§ TEKS HALAMAN
▬▬▬▬▬▬▬▬▬▬

TARAKAN – Sengketa lahan yang telah lama membayangi warga di Kelurahan Pantai Amal, Tarakan Timur, kembali mencuat setelah kunjungan lapangan Komisi I DPRD Kota Tarakan, Selasa (17/6).
Tinjauan yang dilakukan di RT 4 dan RT 5 tersebut mengungkap sejumlah kejanggalan dalam kepemilikan lahan yang kini diklaim pihak tertentu melalui sertifikat prada. Ketua Komisi I DPRD Tarakan Adyansa mengatakan, salah satu sumber persoalan utama berasal dari keberadaan sertifikat prada yang diterbitkan pada masa Tarakan masih berstatus sebagai kecamatan di bawah Kabupaten Bulungan.
Sertifikat prada ini dulu diberikan sebagai bentuk penghargaan kepada pejabat atau pensiunan. “Tapi persoalannya, warga sudah tinggal di lahan itu jauh sebelum sertifikat ini diterbitkan,” ujarnya.
Fakta di lapangan menunjukkan di atas lahan yang disengketakan telah berdiri bangunan permanen. Termasuk sebuah masjid, yang menguatkan bahwa warga telah lama bermukim di sana secara turun-temurun.
“Di sini ada masjid, rumah-rumah permanen, dan warga yang sudah tinggal puluhan tahun. Ini bukan kawasan kosong yang tiba-tiba diklaim,” tegasnya.
Komisi I juga mencatat adanya keanehan lain yang patut dipertanyakan. Di tengah konflik yang belum terselesaikan, sebagian warga di kawasan yang sama justru telah berhasil memperoleh sertifikat hak milik. Padahal berdasarkan data dari Badan Pertanahan Nasional (BPN), wilayah tersebut masuk dalam zona merah.

▬▬▬▬▬▬▬▬▬▬

§ BAHAN
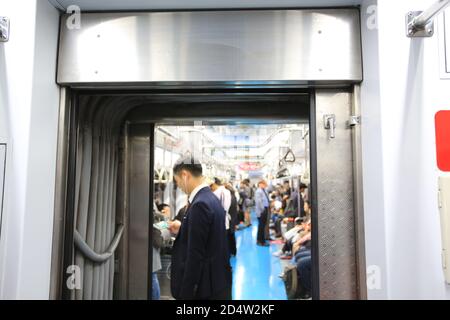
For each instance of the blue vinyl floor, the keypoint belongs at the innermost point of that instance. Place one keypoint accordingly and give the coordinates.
(255, 270)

▬▬▬▬▬▬▬▬▬▬

§ LATIHAN
**a.** Tolong ketik ulang bagian teks berita dari "Fakta di lapangan" sampai "sana secara turun-temurun.".
**b.** Sebutkan semua nama wilayah (kota, kabupaten, kecamatan, atau kelurahan) yang disebut dalam teks berita, tanpa menyertakan RT.
**c.** Menurut teks berita, kepada siapa sertifikat prada dulu diberikan?
Daftar di atas adalah bahan tersendiri yang terpisah dari teks berita.

§ JAWABAN TIAP TUGAS
**a.**
Fakta di lapangan menunjukkan di atas lahan yang disengketakan telah berdiri bangunan permanen. Termasuk sebuah masjid, yang menguatkan bahwa warga telah lama bermukim di sana secara turun-temurun.

**b.** Tarakan; Kelurahan Pantai Amal; Tarakan Timur; Kabupaten Bulungan

**c.** Kepada pejabat atau pensiunan, sebagai bentuk penghargaan.